Give back every row below word for word, changing nothing.

※ ※ ※

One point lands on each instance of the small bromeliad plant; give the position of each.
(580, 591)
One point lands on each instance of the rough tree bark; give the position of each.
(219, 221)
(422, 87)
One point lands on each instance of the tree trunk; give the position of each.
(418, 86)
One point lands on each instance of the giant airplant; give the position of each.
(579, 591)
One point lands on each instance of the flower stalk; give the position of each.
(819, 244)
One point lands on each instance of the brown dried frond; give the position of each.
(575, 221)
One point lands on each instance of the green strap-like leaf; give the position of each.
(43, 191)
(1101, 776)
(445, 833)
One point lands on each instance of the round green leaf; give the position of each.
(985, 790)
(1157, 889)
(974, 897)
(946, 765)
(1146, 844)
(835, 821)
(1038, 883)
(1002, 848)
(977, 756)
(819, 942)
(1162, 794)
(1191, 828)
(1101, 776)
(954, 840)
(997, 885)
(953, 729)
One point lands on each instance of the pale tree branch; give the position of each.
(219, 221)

※ ※ ※

» Exercise solution:
One point lands on each instance of the small bromeliad plant; give the position of each.
(580, 591)
One point lands on each instance of the rough tree bark; give the position of each.
(219, 221)
(422, 87)
One point lands on each instance of the tree trunk; give the position of each.
(418, 86)
One point lands on each instance of the giant airplant; give the position of each.
(579, 591)
One point lands on each instance of the flower stalk; give the position of each.
(819, 244)
One point lands on each instance of the brown dried frond; give the position of each.
(575, 221)
One point lands on each instance of the green strap-like leaf; give the position of each.
(43, 191)
(1101, 776)
(445, 833)
One point lands on each instance of the round green leaf; give the position of each.
(985, 790)
(1157, 889)
(974, 897)
(946, 765)
(1146, 844)
(835, 821)
(1038, 883)
(1002, 848)
(977, 756)
(819, 942)
(1162, 794)
(1191, 828)
(1101, 776)
(954, 840)
(997, 885)
(953, 729)
One point lands on each instance of the pale tree branch; give the position of each.
(219, 221)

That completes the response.